- **EXTRACT PROVIDED**

White screen on context restart

I want you to know that (probably like many others), I’m not able to much help directly in your quest but I’m watching from the sidelines and cheering you on.

On my to-do list is to make a Lemur settings screen before I release the next Mythruna… and last time I tried context restart stuff was probably almost 10 years ago and it worked fine way back when (further evidence that gamma is involved in lwjgl2).

One of the cool things about open source is that others might find and fix problems before I even have to wrestle with them myself and this is exactly one of those cases.

So, keep going! We’re pulling for you. You are making good progress.

6 Likes

Thanks for the support, all.
Anyway, I think I found the crux of the issue.
When you set Gamma Correction, the LWJGL context calls the setMainFrameBufferSrgb() and setLinearizeSrgbImages() methods on the renderer class. Now, for the GLRenderer implementation, the latter method simply sets a field in the class. However, the former sets a flag within the OpenGL instance. The kicker is when we restart the context, we destroy the OpenGL instance and make it again (provided that the pixel format hasn’t changed on jme3-lwjgl. All that is skipped and we just resize stuff otherwise). As such, all of our information, including the gamma correction flag.

The way I see it, we can do one of two things.

  1. We can find a way to save the state of relevent OpenGL flags and put them back in after we reset the context. Considering that I’m not very familiar with low-level OpenGL, I have no idea what sort of unwanted side effects this would introduce. However, it may solve not only this, but any other obscure bugs of similar nature that we may not know about yet.
  2. We could just check to see if gamma correction is needed, and then change the flag back after we restart the context. Considering that we already seem to do it for input on jme3-lwjgl3, this isn’t too earth-shattering. Also, there doesn’t seem to be too many direct calls to OpenGL going on in initContextFirstTime, so this should wrap up a lot of stuff (although I am concerned about ARBDebugOutput.glDebugMessageCallbackARB and GLFW.glfwSetJoystickCallback, so that may be something to look into eventually).

Still no idea why the screen blanks when calling AppSettings#setRenderer(String), though. I get the feeling that this is technically a different issue.

4 Likes

This pull request fixes the issue with just a couple of additions to the context restart methods.

4 Likes

This is interesting: I was trying to reproduce the original #1445 issue, but, while I could reproduce it on my Linux machine, it wouldn’t show up on Windows 10 with either jme3-lwjgl or jme3-lwjgl3. Both machines were using an NVIDIA Quadro M4000 GPU (I used both the nvidia-driver-450 and 460 proprietary drivers on the Linux end).

You said you were getting the issue on your Windows machine, right @tlf30?

Yes, I am on Windows with an RTX Titan. I can get out some other GPUs to test with if needed. Currently on Driver 466.11. I just ran the test to reproduce just in case. I also tested with opengl2 and saw the expected darkening of the scene.

- **EXERCISE DESCRIPTION**
Using the forum thread on the white screen after a context restart, answer the following, one per line:
1. Which two renderer methods does the LWJGL context call when Gamma Correction is set?
2. What GPU did both machines use in the attempt to reproduce the #1445 issue?
3. What driver version is reported for the Windows machine with the RTX Titan?

- **LISTING**
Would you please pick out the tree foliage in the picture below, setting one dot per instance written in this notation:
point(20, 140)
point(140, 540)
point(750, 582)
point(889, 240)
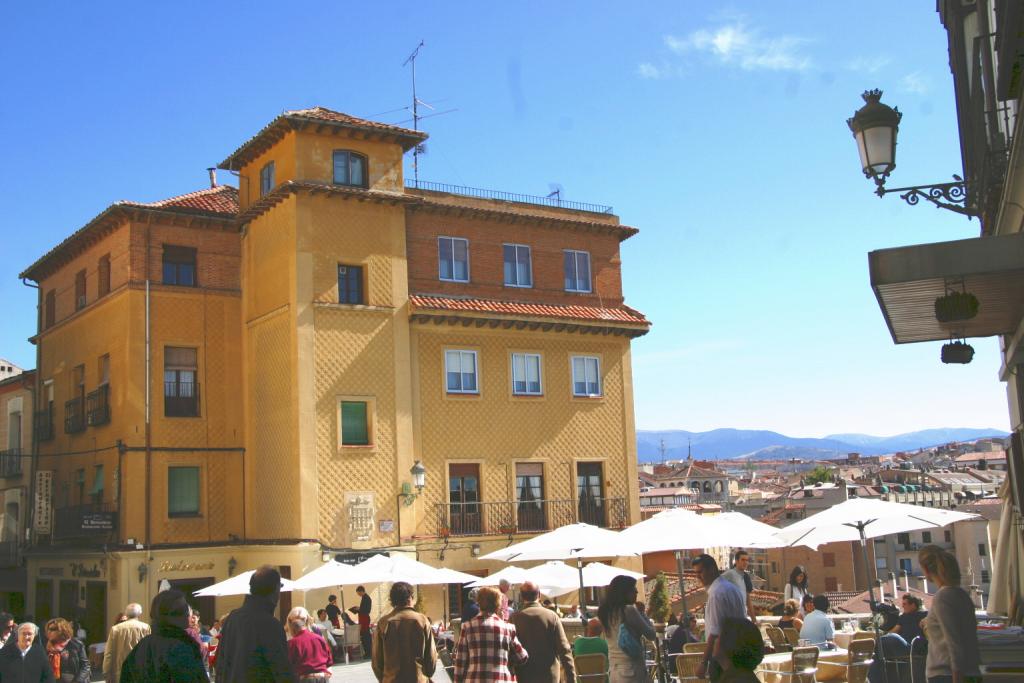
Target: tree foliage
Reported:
point(657, 603)
point(819, 474)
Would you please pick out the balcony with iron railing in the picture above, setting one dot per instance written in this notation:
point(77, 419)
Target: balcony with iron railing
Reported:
point(97, 406)
point(553, 200)
point(75, 416)
point(43, 421)
point(508, 517)
point(91, 520)
point(10, 463)
point(181, 399)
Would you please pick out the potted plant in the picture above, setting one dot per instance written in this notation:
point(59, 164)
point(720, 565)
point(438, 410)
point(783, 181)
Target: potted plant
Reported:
point(955, 306)
point(958, 352)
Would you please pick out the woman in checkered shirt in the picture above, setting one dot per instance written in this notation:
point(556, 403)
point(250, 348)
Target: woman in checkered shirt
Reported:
point(488, 649)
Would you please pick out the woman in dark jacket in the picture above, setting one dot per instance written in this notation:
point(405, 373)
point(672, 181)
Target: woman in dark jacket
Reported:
point(33, 668)
point(66, 653)
point(169, 653)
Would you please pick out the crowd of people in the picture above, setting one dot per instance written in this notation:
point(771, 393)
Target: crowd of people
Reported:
point(499, 640)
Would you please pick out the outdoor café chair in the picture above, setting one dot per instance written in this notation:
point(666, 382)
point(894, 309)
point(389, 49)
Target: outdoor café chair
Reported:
point(687, 666)
point(777, 638)
point(861, 654)
point(792, 636)
point(804, 664)
point(593, 667)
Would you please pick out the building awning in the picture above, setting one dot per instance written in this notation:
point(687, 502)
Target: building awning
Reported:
point(908, 280)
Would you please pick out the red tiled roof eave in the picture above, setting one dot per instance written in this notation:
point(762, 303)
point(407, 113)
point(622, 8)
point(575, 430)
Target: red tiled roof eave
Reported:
point(211, 204)
point(300, 119)
point(517, 309)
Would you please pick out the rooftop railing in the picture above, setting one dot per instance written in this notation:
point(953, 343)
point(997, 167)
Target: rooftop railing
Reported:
point(477, 193)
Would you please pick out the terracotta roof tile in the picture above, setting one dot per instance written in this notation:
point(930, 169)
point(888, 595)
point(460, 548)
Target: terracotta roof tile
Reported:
point(594, 313)
point(222, 199)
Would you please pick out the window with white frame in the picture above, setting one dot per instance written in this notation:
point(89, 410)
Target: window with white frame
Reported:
point(586, 376)
point(453, 259)
point(518, 271)
point(526, 374)
point(577, 270)
point(460, 372)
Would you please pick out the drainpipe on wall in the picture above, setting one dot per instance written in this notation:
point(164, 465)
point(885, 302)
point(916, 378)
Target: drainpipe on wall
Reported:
point(34, 462)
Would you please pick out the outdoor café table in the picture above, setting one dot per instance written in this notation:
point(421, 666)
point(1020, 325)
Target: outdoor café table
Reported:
point(782, 662)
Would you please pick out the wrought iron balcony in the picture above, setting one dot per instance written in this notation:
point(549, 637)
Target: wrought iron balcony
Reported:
point(553, 200)
point(181, 399)
point(85, 521)
point(75, 416)
point(10, 463)
point(507, 517)
point(44, 424)
point(97, 406)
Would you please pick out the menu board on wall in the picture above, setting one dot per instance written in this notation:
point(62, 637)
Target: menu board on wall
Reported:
point(43, 517)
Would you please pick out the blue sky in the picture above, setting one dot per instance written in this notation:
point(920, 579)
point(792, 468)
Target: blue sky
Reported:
point(718, 131)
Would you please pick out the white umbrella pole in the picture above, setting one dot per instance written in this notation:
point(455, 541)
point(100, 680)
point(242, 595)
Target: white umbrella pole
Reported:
point(583, 595)
point(682, 581)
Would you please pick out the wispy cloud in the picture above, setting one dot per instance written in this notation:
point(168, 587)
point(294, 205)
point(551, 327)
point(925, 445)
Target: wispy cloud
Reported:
point(736, 44)
point(867, 65)
point(915, 83)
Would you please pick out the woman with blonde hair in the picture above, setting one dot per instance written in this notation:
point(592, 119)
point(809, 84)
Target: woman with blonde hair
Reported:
point(951, 626)
point(791, 615)
point(307, 651)
point(66, 653)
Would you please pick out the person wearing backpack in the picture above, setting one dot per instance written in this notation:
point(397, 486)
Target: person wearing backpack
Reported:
point(624, 628)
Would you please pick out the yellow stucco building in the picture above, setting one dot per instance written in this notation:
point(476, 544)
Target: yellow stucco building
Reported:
point(245, 377)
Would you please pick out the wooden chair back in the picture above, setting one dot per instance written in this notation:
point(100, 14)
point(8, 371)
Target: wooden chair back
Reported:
point(593, 667)
point(777, 639)
point(687, 665)
point(805, 664)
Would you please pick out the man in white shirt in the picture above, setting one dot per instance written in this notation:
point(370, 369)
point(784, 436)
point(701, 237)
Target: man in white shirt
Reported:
point(740, 578)
point(818, 628)
point(724, 600)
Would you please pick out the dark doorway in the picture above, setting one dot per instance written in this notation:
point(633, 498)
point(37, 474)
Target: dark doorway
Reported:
point(205, 605)
point(68, 600)
point(94, 621)
point(44, 601)
point(590, 489)
point(464, 498)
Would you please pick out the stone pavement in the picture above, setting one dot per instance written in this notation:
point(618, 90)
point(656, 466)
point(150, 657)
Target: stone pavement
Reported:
point(360, 672)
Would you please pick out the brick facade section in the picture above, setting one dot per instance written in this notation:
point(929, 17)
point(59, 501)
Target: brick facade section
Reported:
point(486, 260)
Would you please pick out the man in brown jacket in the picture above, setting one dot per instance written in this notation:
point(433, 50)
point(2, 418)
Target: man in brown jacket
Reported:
point(123, 637)
point(403, 648)
point(542, 634)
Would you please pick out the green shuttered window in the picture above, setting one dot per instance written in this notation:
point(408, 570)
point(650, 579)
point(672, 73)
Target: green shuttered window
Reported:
point(354, 425)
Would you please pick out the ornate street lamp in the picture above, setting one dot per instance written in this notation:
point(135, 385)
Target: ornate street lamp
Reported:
point(875, 127)
point(419, 473)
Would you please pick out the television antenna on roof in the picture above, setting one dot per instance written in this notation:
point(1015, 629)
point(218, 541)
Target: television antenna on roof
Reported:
point(417, 102)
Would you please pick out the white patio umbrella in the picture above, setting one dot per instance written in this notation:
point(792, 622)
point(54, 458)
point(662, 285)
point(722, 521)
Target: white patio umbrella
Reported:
point(388, 569)
point(678, 529)
point(570, 542)
point(238, 585)
point(512, 574)
point(862, 518)
point(328, 574)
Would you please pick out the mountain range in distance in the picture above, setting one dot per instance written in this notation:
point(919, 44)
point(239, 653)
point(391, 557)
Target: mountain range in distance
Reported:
point(726, 443)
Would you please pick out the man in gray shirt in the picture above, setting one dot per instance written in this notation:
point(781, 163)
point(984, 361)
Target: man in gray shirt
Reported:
point(740, 578)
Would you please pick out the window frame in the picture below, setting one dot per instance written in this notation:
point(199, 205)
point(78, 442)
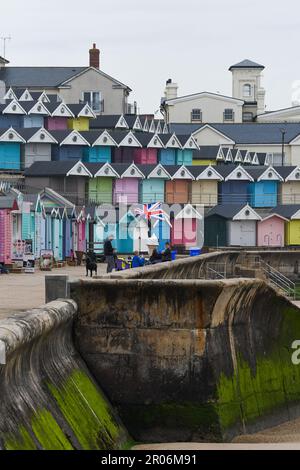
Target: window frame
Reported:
point(197, 111)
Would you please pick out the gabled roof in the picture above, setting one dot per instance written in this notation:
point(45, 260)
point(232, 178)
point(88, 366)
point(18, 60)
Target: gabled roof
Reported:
point(7, 202)
point(206, 152)
point(57, 168)
point(246, 133)
point(234, 212)
point(246, 64)
point(289, 211)
point(110, 121)
point(125, 170)
point(202, 94)
point(233, 172)
point(263, 173)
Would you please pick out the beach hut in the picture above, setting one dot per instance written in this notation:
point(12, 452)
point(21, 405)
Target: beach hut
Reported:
point(184, 231)
point(231, 225)
point(68, 178)
point(127, 144)
point(152, 188)
point(208, 155)
point(126, 188)
point(7, 206)
point(234, 187)
point(101, 145)
point(100, 187)
point(11, 115)
point(184, 156)
point(263, 191)
point(205, 186)
point(271, 230)
point(70, 146)
point(37, 147)
point(148, 154)
point(289, 189)
point(178, 189)
point(292, 226)
point(82, 116)
point(10, 149)
point(59, 113)
point(167, 155)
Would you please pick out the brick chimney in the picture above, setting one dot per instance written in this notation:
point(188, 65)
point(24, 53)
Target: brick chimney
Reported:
point(95, 57)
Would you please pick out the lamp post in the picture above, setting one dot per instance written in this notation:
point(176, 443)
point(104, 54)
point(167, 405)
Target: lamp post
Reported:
point(283, 132)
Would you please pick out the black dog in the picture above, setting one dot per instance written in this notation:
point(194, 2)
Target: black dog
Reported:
point(91, 264)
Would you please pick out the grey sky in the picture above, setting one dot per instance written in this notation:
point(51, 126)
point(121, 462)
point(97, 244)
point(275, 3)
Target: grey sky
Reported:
point(143, 43)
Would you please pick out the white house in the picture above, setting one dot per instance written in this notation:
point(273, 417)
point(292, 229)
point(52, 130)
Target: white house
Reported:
point(247, 100)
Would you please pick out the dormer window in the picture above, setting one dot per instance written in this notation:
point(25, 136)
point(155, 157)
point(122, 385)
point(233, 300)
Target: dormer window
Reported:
point(228, 114)
point(196, 115)
point(247, 90)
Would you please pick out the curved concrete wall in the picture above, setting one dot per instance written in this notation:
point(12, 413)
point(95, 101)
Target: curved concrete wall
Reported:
point(49, 400)
point(190, 359)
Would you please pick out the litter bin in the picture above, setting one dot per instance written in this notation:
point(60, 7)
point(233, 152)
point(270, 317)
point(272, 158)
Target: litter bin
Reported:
point(195, 251)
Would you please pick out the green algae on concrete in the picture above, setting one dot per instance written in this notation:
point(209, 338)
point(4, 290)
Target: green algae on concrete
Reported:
point(198, 419)
point(273, 385)
point(48, 432)
point(21, 442)
point(87, 413)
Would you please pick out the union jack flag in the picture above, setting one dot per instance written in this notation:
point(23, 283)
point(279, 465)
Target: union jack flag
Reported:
point(153, 211)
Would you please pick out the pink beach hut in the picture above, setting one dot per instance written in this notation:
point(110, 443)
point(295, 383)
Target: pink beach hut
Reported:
point(7, 205)
point(270, 231)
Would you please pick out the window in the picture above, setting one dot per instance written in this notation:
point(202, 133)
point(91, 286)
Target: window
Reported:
point(93, 98)
point(196, 115)
point(274, 159)
point(247, 117)
point(247, 90)
point(228, 115)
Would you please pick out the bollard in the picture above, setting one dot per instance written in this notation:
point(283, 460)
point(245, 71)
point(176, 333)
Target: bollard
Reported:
point(56, 287)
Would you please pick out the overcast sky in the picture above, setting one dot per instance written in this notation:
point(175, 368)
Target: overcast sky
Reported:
point(143, 43)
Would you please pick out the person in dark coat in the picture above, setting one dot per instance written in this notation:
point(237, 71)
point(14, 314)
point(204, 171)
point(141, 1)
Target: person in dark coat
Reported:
point(109, 254)
point(137, 261)
point(155, 257)
point(167, 254)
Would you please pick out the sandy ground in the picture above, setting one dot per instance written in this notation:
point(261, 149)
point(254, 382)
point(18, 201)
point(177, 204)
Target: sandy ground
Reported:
point(20, 292)
point(197, 446)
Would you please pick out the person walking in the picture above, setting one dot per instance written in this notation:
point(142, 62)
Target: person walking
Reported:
point(167, 254)
point(109, 254)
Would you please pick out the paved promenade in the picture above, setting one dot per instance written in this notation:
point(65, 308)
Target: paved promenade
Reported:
point(20, 292)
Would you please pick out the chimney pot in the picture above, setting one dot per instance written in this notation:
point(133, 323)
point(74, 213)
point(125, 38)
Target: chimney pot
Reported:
point(95, 57)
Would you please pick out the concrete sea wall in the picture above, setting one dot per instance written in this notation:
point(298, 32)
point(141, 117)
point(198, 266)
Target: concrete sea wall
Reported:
point(49, 400)
point(190, 359)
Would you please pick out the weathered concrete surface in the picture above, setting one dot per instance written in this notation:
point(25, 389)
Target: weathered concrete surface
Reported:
point(49, 400)
point(186, 360)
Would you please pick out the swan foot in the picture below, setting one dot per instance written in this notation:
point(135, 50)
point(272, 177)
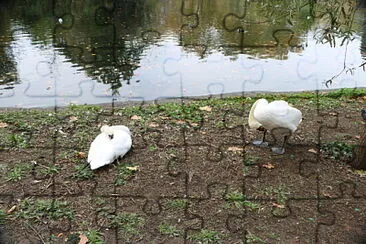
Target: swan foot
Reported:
point(260, 143)
point(278, 150)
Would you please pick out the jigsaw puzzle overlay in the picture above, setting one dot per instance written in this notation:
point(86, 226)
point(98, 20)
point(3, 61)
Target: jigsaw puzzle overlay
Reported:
point(193, 174)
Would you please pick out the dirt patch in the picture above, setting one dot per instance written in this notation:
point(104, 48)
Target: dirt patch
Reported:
point(196, 176)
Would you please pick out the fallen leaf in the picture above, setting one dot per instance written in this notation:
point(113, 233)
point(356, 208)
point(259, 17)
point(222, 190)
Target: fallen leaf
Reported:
point(3, 124)
point(12, 209)
point(153, 125)
point(132, 168)
point(83, 239)
point(278, 205)
point(206, 108)
point(268, 166)
point(313, 151)
point(81, 154)
point(73, 119)
point(361, 173)
point(235, 149)
point(180, 122)
point(136, 117)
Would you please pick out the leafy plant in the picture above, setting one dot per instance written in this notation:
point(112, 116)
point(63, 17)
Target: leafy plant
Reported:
point(238, 200)
point(125, 171)
point(39, 209)
point(177, 203)
point(94, 237)
point(2, 217)
point(337, 150)
point(253, 238)
point(128, 223)
point(82, 172)
point(18, 172)
point(281, 193)
point(49, 170)
point(170, 230)
point(19, 140)
point(206, 236)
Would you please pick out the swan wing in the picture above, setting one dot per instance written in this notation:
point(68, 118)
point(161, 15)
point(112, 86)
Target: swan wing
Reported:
point(121, 142)
point(122, 128)
point(101, 152)
point(278, 114)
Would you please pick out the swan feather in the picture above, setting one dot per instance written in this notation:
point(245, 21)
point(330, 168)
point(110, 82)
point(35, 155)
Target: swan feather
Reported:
point(276, 114)
point(113, 142)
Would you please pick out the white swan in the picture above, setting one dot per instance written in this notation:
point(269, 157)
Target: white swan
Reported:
point(276, 115)
point(112, 143)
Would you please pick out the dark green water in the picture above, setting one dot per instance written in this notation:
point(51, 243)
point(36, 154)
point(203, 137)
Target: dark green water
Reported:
point(57, 52)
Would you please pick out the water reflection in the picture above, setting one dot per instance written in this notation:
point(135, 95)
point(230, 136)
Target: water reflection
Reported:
point(56, 52)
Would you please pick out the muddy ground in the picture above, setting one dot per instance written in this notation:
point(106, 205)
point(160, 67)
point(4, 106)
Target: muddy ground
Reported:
point(193, 175)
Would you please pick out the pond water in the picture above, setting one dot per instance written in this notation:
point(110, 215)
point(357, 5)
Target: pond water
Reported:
point(57, 52)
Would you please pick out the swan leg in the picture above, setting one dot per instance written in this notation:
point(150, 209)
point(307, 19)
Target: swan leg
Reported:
point(261, 143)
point(280, 150)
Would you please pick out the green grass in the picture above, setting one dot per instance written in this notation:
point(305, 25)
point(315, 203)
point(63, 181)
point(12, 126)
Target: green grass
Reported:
point(281, 193)
point(40, 209)
point(128, 224)
point(169, 230)
point(3, 216)
point(338, 150)
point(94, 237)
point(19, 140)
point(82, 172)
point(19, 171)
point(125, 171)
point(206, 236)
point(253, 238)
point(49, 170)
point(238, 200)
point(177, 204)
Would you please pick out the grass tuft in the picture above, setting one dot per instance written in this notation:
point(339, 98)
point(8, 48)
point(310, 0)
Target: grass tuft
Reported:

- **RESULT**
1. setMainFrameBufferSrgb() and setLinearizeSrgbImages()
2. An NVIDIA Quadro M4000
3. 466.11